_PASSAGE:_
- #1
AotrsCommander
- 74
- 4
This is both a biomechanical and sociological question.
There is a planet. It orbits around a large star whose goldilocks zone is significantly far from the star that the orbit is measured in thousands of Earth-years1. The planet is tide-locked2. The planet is otherwise the same size and atmospheric content as Earth, but the life that developed is entirely alien.
So. Because the world is tide-locked, there is no day/night cycle and there are no seasons (the orbit cannot be erratic). So you can't measure time by the sun or the stars. In any case, as the plant remains largely habitable by the stabilising feedback of clould cover, the sky isn't always readily visible (and it's often raining). At ground level, there is a continuous stiff breeze coming from the dark side to the light side (again, part of the researched climatic conditons).
So how do you measure time, if you are a plant or a creature or a primitive neolithic tribe?
(Civilisations might make their own measures - I'd have to research into the history of who "invented" hours/minutes/seconds, but the larger question is more fundamental.)

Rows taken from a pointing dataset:

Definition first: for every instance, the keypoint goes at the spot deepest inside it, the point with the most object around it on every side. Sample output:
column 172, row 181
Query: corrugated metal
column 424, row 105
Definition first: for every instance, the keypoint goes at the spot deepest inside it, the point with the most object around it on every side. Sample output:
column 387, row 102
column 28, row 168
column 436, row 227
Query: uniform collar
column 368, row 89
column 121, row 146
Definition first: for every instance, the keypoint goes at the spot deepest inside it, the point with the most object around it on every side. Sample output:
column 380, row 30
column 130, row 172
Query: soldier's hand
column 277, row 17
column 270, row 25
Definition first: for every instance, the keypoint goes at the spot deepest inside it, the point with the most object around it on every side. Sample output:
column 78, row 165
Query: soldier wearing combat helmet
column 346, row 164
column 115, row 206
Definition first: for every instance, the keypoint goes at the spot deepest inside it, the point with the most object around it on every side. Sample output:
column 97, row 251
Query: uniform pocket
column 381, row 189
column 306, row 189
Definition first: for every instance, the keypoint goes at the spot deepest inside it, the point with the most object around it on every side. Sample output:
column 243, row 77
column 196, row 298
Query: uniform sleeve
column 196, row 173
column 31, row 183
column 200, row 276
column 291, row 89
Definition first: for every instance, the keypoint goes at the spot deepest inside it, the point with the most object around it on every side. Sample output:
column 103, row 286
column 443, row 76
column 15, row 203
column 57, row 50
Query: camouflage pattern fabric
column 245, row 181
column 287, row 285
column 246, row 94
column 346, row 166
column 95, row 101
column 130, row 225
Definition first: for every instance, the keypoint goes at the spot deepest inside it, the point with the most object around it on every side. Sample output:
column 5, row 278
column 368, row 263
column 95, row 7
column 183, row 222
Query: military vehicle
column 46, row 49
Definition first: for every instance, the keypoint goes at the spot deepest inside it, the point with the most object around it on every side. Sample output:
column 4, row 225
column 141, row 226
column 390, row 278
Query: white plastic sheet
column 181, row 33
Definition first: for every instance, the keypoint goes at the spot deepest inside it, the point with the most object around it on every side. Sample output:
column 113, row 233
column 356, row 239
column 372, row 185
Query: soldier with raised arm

_EXERCISE DIRECTIONS:_
Write out the passage about the tide-locked planet again in full, with every word unchanged. The material above has no connection to the passage about the tide-locked planet.

_RESPONSE:_
- #1
AotrsCommander
- 74
- 4
This is both a biomechanical and sociological question.
There is a planet. It orbits around a large star whose goldilocks zone is significantly far from the star that the orbit is measured in thousands of Earth-years1. The planet is tide-locked2. The planet is otherwise the same size and atmospheric content as Earth, but the life that developed is entirely alien.
So. Because the world is tide-locked, there is no day/night cycle and there are no seasons (the orbit cannot be erratic). So you can't measure time by the sun or the stars. In any case, as the plant remains largely habitable by the stabilising feedback of clould cover, the sky isn't always readily visible (and it's often raining). At ground level, there is a continuous stiff breeze coming from the dark side to the light side (again, part of the researched climatic conditons).
So how do you measure time, if you are a plant or a creature or a primitive neolithic tribe?
(Civilisations might make their own measures - I'd have to research into the history of who "invented" hours/minutes/seconds, but the larger question is more fundamental.)